§ Written request 1: List every line in the listing below that contains the string "yellow", treating uppercase and lowercase letters as different.

— Start of Provided text —

He was commissioned into the Queen's Own Oxfordshire Hussars in 1898. He served in the South African Light Horse alongside his war correspondent brother in the Second Boer War in 1899–1900. He was mentioned in dispatches, and was shot through the leg in February 1900, during the Battle of the Tugela Heights, part of the campaign for the relief of Ladysmith.

He fought in World War I, where he was again mentioned in dispatches. He served on the staff of Field Marshal Lord French, General Sir Ian Hamilton (serving as Naval Liaison Officer for the Mediterranean Expeditionary Force) and Field Marshal Lord Birdwood (serving as Camp Commandant, 1st Anzac Corps, and then as Assistant Military Secretary at the headquarters of the Fifth Army).

— End of Provided text —
— Start of Provided records —

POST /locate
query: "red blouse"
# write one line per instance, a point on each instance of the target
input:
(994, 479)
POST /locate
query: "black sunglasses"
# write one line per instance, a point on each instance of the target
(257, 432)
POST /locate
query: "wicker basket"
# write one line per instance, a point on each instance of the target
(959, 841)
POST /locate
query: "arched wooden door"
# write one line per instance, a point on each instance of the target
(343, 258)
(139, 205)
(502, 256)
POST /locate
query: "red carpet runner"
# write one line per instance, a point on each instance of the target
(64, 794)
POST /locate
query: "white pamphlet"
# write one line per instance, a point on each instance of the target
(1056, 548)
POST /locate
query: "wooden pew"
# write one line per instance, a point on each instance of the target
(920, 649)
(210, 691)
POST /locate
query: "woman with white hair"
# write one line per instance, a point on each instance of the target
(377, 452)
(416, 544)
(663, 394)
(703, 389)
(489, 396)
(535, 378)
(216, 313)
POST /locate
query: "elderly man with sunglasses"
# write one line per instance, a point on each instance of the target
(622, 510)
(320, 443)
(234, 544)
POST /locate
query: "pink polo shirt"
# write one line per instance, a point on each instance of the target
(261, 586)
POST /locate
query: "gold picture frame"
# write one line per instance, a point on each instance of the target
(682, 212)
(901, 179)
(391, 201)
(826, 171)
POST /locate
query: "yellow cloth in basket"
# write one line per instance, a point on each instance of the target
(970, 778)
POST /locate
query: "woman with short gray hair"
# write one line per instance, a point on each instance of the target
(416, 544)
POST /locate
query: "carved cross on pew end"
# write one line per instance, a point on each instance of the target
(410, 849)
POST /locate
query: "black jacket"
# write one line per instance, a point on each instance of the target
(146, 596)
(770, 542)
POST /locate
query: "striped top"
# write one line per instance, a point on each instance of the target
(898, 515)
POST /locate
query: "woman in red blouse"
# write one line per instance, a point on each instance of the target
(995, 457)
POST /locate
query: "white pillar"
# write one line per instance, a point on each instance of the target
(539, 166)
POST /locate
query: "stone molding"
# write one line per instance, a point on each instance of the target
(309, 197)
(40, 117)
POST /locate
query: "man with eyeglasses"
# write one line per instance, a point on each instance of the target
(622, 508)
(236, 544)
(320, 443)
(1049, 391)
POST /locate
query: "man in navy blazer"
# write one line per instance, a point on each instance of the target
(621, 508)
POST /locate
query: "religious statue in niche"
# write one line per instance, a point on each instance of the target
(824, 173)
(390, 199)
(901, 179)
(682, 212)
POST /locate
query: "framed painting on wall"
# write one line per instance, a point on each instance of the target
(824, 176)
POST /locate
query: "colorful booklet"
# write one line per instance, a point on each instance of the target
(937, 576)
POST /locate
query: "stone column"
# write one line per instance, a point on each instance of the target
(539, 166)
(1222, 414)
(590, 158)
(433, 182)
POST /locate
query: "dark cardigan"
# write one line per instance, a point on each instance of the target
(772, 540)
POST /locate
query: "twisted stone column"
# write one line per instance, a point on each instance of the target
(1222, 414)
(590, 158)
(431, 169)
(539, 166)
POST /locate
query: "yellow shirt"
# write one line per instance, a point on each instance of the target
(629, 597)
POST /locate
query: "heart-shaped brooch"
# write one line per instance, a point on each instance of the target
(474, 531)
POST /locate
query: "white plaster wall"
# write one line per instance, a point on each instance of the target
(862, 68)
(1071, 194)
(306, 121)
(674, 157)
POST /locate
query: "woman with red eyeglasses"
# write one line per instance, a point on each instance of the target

— End of Provided records —

§ Written request 2: Restate word for word the part of the military service passage above, starting with "He fought in" and going on through "the Fifth Army).".

§ Expected answer 1:
query: "yellow cloth in basket"
query: "yellow shirt"

§ Expected answer 2:
He fought in World War I, where he was again mentioned in dispatches. He served on the staff of Field Marshal Lord French, General Sir Ian Hamilton (serving as Naval Liaison Officer for the Mediterranean Expeditionary Force) and Field Marshal Lord Birdwood (serving as Camp Commandant, 1st Anzac Corps, and then as Assistant Military Secretary at the headquarters of the Fifth Army).